**Action item**
The result should be an exact copy of the data, free of pictures.

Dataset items
------------------------------------

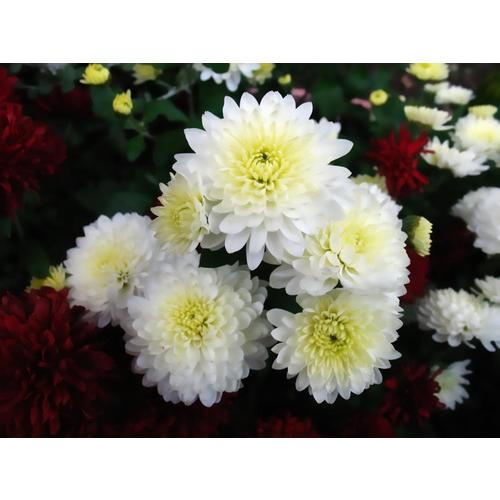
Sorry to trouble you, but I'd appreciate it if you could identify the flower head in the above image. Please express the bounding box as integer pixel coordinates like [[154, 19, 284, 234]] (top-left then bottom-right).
[[278, 74, 292, 86], [80, 64, 110, 85], [194, 63, 260, 92], [468, 105, 497, 119], [28, 264, 66, 291], [151, 173, 209, 254], [382, 362, 443, 424], [268, 290, 401, 404], [404, 105, 452, 131], [434, 360, 472, 410], [404, 215, 432, 257], [112, 89, 133, 115], [0, 288, 116, 436], [270, 182, 409, 297], [0, 103, 66, 217], [250, 63, 275, 85], [434, 83, 474, 106], [175, 91, 353, 269], [366, 125, 428, 198], [475, 276, 500, 304], [369, 89, 388, 106], [452, 187, 500, 255], [417, 288, 498, 348], [65, 213, 165, 327], [407, 63, 449, 81], [125, 263, 270, 407], [422, 137, 488, 177], [133, 64, 161, 84], [453, 114, 500, 163]]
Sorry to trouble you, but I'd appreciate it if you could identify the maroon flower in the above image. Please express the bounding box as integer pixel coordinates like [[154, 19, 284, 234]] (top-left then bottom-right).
[[0, 288, 116, 437], [0, 67, 17, 104], [0, 103, 66, 216], [110, 392, 234, 437], [36, 85, 92, 118], [401, 247, 430, 303], [256, 413, 320, 437], [382, 362, 444, 425], [342, 412, 395, 437], [366, 125, 428, 198]]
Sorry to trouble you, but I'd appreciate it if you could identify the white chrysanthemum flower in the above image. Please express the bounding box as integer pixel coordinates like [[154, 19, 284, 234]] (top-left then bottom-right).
[[434, 83, 474, 106], [417, 288, 499, 348], [270, 182, 409, 297], [193, 63, 260, 92], [452, 187, 500, 255], [422, 137, 489, 177], [268, 290, 401, 404], [174, 91, 353, 270], [65, 213, 163, 327], [475, 276, 500, 304], [407, 63, 449, 81], [424, 82, 449, 94], [453, 114, 500, 163], [125, 263, 270, 407], [434, 360, 472, 410], [404, 105, 452, 131], [151, 173, 209, 254]]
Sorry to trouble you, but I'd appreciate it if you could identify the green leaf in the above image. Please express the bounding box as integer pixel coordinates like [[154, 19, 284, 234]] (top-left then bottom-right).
[[143, 99, 188, 124], [153, 130, 186, 175], [22, 241, 50, 278], [90, 86, 117, 121], [126, 135, 146, 162], [60, 65, 78, 92], [203, 63, 230, 73], [103, 191, 152, 216]]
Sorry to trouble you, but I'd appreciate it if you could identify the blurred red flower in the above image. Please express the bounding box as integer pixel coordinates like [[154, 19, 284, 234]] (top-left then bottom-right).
[[401, 247, 430, 303], [0, 103, 66, 217], [0, 288, 115, 437], [257, 413, 319, 437], [342, 412, 395, 437], [36, 85, 92, 118], [382, 362, 444, 425], [0, 67, 17, 104], [366, 125, 428, 198]]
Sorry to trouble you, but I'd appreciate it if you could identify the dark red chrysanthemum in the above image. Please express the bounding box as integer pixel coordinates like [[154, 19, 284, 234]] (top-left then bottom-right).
[[0, 287, 116, 437], [0, 103, 66, 216], [342, 412, 395, 438], [382, 362, 444, 425], [36, 85, 92, 118], [256, 413, 320, 437], [401, 247, 430, 303], [0, 67, 17, 104], [366, 125, 428, 198], [108, 390, 234, 437]]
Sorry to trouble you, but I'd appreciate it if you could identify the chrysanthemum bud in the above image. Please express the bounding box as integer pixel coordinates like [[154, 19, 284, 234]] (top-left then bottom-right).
[[133, 64, 161, 85], [369, 89, 388, 106], [80, 64, 110, 85], [278, 74, 292, 86], [113, 89, 133, 115], [404, 215, 432, 256], [468, 105, 498, 119], [28, 264, 66, 292], [406, 63, 449, 81]]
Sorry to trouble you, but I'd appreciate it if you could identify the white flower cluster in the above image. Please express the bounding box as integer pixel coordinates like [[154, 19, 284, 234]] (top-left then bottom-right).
[[65, 212, 271, 407], [413, 74, 500, 177], [452, 187, 500, 255], [417, 282, 500, 351], [65, 92, 410, 408]]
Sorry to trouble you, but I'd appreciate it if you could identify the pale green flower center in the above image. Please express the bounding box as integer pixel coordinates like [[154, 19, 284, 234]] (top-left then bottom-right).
[[241, 148, 288, 192], [89, 244, 134, 289]]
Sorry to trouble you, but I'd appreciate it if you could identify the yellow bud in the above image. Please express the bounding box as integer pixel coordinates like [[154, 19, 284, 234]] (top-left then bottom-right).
[[80, 64, 110, 85], [250, 63, 275, 84], [28, 264, 67, 292], [404, 216, 432, 257], [278, 74, 292, 86], [369, 89, 388, 106], [133, 64, 162, 84], [468, 105, 497, 119], [407, 63, 449, 81], [113, 89, 133, 115]]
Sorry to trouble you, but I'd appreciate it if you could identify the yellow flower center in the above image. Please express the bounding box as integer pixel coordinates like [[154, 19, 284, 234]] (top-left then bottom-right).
[[89, 244, 134, 289], [169, 294, 215, 345], [244, 148, 287, 191]]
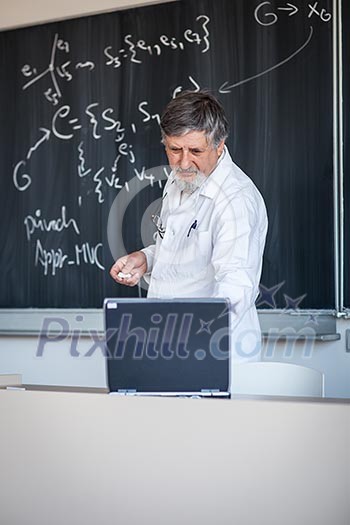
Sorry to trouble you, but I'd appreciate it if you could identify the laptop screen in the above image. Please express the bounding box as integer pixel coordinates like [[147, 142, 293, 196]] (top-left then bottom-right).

------------------------------------

**Task solution**
Sorry to trouble you, but I'd appreciate it if you could identify the flower head in the above image. Please express the bounding box as integer pixel coordinates like [[154, 19, 284, 234]] (top-left then bottom-right).
[[278, 74, 292, 86], [80, 64, 110, 85], [194, 63, 260, 92], [468, 105, 497, 119], [28, 264, 66, 291], [151, 173, 209, 254], [382, 362, 443, 424], [268, 290, 401, 404], [404, 105, 452, 131], [434, 360, 472, 410], [404, 215, 432, 257], [112, 89, 133, 115], [0, 288, 116, 436], [270, 182, 409, 297], [0, 103, 66, 217], [250, 63, 275, 85], [434, 83, 474, 106], [175, 91, 353, 269], [366, 125, 428, 198], [475, 276, 500, 304], [369, 89, 388, 106], [452, 187, 500, 255], [417, 288, 498, 348], [65, 213, 165, 327], [407, 63, 449, 81], [125, 263, 270, 407], [422, 137, 488, 177], [133, 64, 161, 84], [453, 114, 500, 163]]
Sorry to trouble you, but I'd appreciate it if you could identify the maroon flower in the above image. Please express the bounding box as integer pixel coordinates like [[154, 19, 284, 234]] (top-left then bottom-right).
[[0, 288, 116, 437], [0, 67, 17, 104], [0, 103, 66, 216], [110, 392, 234, 437], [36, 85, 92, 118], [401, 247, 430, 303], [256, 413, 320, 437], [382, 362, 444, 425], [342, 412, 395, 437], [366, 125, 428, 198]]
Sorry to trouble you, but I'd appreciate it if you could identify the white chrysanthemum flower in the above image. Please express the bounding box as integer pixel coordinates like [[154, 19, 284, 234]] (top-left then bottom-right).
[[434, 83, 474, 106], [417, 288, 499, 348], [270, 182, 409, 297], [193, 63, 260, 92], [452, 187, 500, 255], [422, 137, 489, 177], [268, 290, 401, 404], [174, 91, 353, 270], [65, 213, 163, 327], [475, 276, 500, 304], [407, 63, 449, 81], [424, 82, 449, 94], [453, 114, 500, 163], [125, 263, 270, 407], [434, 360, 472, 410], [404, 105, 452, 131], [151, 173, 209, 254]]
Sorry to trouble you, but I'd appreciate it if you could identify the green leaf in the above image. Please express the bounding box as integer pixel coordinates like [[154, 19, 284, 234]] (top-left then bottom-right).
[[143, 99, 188, 124], [153, 130, 186, 175], [22, 241, 50, 278], [90, 86, 117, 121], [126, 135, 146, 162], [60, 65, 78, 92], [203, 63, 230, 73], [103, 191, 152, 216]]
Sorry to trouble you, but I'd appreciate it if you could identify the blurred red flower in the above image. Please express the bounding box as integer pixel coordinates like [[154, 19, 284, 234]] (top-left then bottom-right).
[[401, 247, 430, 303], [0, 103, 66, 217], [0, 288, 115, 437], [257, 413, 319, 437], [342, 412, 395, 437], [36, 85, 92, 118], [382, 362, 444, 425], [0, 67, 17, 104], [366, 125, 428, 198]]
Sorry to trouble you, but I'd appreciate it if you could identify the dark red chrysanthemum in the above image. Please express the bounding box as integer pixel coordinates like [[154, 19, 284, 234]] (top-left then bottom-right).
[[0, 287, 116, 437], [0, 103, 66, 216], [342, 412, 395, 438], [382, 362, 444, 425], [36, 85, 92, 118], [256, 413, 320, 437], [401, 247, 430, 303], [0, 67, 17, 104], [366, 125, 428, 198], [108, 390, 234, 437]]
Sorry to trouble you, but I'd appreciate it if you could identify the chrysanthemum bud in the above image. Please express the bounding box as integer pixel coordinates like [[154, 19, 284, 234]] (top-left then bottom-right).
[[133, 64, 161, 85], [369, 89, 388, 106], [80, 64, 110, 85], [278, 74, 292, 86], [113, 89, 133, 115], [404, 215, 432, 256], [468, 105, 498, 119], [28, 264, 66, 292], [406, 63, 449, 81]]
Sorry to trouble you, but I'd appreciate it if you could identify the white flower cluster in the above image. Please express the bounding box as integer pixel coordinates like [[154, 19, 284, 234]] (top-left then bottom-right).
[[65, 212, 271, 407], [413, 74, 500, 177], [452, 187, 500, 255], [417, 282, 500, 351], [65, 92, 410, 408]]
Sorry to trouble you, but I'd appreciate it if you could identify the pale green flower center in the above image. Please express the bounding box as integer pixel coordinates like [[154, 19, 284, 234]] (top-left then bottom-right).
[[241, 148, 288, 192], [89, 244, 134, 289]]
Sorry to trouble you, but I'd appreciate it if you could identify the yellow bud in the above image. Please express the bounding box as integer pixel coordinates like [[154, 19, 284, 234]] (top-left then bottom-right).
[[80, 64, 110, 85], [250, 63, 275, 84], [28, 264, 67, 292], [404, 216, 432, 257], [278, 74, 292, 86], [369, 89, 388, 106], [133, 64, 162, 84], [468, 105, 497, 119], [407, 63, 449, 81], [113, 89, 133, 115]]
Sorry to trouble you, but I'd appreciate it if you could identify the yellow flower center in the above image. Please express the bounding box as integer pixel coordinates like [[154, 19, 284, 234]] (top-left then bottom-right).
[[89, 244, 134, 289], [169, 294, 215, 345], [244, 148, 287, 191]]
Sorry to trouble you, but I'd appreciate it if you could identify the laptop screen in the above image. Please express the bounding box as integer pixel coordinates like [[147, 142, 293, 196]] (top-left then bottom-right).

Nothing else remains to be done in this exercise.